Given records Start Marker
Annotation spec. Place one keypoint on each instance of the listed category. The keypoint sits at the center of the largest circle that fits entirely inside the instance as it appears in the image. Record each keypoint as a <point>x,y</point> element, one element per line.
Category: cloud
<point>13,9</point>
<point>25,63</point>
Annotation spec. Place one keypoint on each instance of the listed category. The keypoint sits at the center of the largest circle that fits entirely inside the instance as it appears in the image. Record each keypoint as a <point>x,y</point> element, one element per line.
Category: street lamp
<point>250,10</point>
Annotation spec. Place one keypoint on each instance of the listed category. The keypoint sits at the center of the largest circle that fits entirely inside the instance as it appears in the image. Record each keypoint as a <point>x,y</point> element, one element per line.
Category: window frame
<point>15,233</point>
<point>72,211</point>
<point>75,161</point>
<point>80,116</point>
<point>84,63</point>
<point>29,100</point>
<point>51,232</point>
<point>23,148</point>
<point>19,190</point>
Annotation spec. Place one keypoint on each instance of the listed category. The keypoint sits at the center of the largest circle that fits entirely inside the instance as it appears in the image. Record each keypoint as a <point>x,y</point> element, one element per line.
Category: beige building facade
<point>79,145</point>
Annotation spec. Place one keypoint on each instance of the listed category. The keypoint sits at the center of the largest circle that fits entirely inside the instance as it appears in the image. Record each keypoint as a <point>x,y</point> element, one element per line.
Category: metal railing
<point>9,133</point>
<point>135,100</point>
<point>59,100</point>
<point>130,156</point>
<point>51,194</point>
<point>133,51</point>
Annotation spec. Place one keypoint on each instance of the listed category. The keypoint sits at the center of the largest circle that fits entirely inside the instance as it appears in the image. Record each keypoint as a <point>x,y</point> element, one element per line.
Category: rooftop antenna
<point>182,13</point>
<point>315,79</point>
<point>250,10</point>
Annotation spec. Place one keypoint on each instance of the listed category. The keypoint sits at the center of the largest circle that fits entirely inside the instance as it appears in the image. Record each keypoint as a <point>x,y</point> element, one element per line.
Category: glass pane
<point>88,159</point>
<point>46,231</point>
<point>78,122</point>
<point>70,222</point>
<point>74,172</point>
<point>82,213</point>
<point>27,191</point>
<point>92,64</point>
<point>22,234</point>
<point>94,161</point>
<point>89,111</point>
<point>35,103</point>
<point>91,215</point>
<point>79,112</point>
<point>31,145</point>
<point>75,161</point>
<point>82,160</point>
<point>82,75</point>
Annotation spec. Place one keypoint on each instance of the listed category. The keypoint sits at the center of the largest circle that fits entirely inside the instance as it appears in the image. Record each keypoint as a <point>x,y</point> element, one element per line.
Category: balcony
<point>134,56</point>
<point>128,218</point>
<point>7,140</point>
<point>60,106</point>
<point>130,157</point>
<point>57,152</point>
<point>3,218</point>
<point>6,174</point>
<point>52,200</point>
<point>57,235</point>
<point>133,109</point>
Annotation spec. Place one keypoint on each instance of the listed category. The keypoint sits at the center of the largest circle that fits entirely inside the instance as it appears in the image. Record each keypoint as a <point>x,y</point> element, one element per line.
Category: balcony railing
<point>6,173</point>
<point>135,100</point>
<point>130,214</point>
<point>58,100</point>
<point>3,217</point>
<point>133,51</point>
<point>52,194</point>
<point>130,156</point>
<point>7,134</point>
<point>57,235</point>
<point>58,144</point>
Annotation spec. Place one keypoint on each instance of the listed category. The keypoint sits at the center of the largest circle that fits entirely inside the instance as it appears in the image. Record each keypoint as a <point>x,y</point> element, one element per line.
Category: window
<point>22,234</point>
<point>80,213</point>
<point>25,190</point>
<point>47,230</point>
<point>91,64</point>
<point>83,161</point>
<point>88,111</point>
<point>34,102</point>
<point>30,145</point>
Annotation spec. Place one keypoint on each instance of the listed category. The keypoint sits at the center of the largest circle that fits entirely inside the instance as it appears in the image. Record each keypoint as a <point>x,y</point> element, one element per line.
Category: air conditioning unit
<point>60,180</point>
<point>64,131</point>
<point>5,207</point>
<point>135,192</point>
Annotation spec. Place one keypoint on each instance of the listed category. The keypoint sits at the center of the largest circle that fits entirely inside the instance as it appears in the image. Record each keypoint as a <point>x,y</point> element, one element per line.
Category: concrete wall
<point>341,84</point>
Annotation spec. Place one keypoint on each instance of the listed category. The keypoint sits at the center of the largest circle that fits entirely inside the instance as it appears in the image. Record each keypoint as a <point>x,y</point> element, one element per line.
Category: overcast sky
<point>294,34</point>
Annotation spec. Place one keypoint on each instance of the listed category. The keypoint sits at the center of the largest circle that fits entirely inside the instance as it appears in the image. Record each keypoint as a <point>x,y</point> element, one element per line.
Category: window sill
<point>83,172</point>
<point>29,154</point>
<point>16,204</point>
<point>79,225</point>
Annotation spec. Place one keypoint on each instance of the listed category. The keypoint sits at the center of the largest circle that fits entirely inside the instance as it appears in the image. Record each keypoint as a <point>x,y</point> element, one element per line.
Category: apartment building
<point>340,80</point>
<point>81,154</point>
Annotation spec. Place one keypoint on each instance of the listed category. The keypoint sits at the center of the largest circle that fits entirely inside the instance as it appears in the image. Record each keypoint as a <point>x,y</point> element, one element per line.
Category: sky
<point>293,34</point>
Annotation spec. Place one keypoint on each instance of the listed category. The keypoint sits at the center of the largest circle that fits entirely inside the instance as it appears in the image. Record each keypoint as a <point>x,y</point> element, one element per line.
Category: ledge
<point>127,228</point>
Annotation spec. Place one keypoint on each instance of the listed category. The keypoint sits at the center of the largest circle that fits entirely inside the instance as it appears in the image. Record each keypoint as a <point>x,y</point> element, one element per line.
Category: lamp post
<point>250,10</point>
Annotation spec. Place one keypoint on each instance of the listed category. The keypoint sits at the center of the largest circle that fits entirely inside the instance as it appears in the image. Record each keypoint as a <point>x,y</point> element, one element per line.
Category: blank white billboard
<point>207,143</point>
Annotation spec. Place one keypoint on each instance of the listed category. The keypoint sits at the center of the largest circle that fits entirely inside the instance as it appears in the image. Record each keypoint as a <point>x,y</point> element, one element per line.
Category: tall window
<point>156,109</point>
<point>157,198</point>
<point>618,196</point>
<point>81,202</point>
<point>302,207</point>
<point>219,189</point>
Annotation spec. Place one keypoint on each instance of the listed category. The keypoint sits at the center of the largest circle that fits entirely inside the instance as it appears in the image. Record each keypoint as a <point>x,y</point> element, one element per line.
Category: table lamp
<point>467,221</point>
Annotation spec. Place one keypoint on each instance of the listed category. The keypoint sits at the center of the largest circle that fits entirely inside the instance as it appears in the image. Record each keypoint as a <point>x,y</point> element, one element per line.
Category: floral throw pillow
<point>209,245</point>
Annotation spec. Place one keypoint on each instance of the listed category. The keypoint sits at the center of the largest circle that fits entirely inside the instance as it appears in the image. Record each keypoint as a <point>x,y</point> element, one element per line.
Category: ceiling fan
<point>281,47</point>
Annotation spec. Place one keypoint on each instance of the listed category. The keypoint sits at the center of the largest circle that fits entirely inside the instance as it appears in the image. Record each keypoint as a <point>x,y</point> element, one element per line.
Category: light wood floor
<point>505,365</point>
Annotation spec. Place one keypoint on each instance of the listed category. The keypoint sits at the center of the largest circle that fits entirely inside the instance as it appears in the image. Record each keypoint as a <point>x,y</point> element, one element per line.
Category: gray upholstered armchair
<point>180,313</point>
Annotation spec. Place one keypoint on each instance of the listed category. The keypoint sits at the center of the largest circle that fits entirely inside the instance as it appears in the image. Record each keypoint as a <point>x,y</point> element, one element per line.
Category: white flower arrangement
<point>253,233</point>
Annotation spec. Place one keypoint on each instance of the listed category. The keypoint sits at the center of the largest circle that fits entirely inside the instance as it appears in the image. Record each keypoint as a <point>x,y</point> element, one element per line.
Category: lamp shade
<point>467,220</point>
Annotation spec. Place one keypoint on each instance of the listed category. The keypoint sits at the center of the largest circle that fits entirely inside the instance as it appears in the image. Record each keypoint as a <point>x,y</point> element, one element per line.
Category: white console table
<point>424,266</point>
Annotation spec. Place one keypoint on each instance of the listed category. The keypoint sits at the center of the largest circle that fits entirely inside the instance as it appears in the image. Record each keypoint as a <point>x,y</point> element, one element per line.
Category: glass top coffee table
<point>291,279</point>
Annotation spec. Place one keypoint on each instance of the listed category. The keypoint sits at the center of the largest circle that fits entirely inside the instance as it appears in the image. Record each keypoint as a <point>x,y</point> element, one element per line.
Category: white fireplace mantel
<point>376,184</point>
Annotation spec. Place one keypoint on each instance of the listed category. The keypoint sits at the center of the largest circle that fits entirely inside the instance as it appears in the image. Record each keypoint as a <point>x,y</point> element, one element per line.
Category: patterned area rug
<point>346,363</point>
Given records End Marker
Once you reach the line that contains "Category: white console table", print it and every line after it exactly as written, stopping at the last line of the records and adding nothing.

• _Your response_:
Category: white console table
<point>424,266</point>
Annotation spec. Place one keypoint on each instance of the listed category. The keypoint sits at the center of the largest circle that fits entirely inside the instance as it appears in the image. Record each keypoint as a <point>x,y</point> element, one element per line.
Category: glass top coffee table
<point>291,279</point>
Annotation spec. Place one keypoint on each instance of the listed category. The keypoint sits at the center of the largest circle that fits entirely inside the instance as it appears in the image. Record each keypoint as a <point>x,y</point> element, one element per line.
Category: white fireplace mantel
<point>376,184</point>
Annotation spec. Place one keypoint on each instance of the listed category. The keypoint sits at the center of the largest circle that fits entirely inside the instance as it appears in the image. Record each keypoint as a <point>x,y</point> element, one element per line.
Category: patterned area rug
<point>346,363</point>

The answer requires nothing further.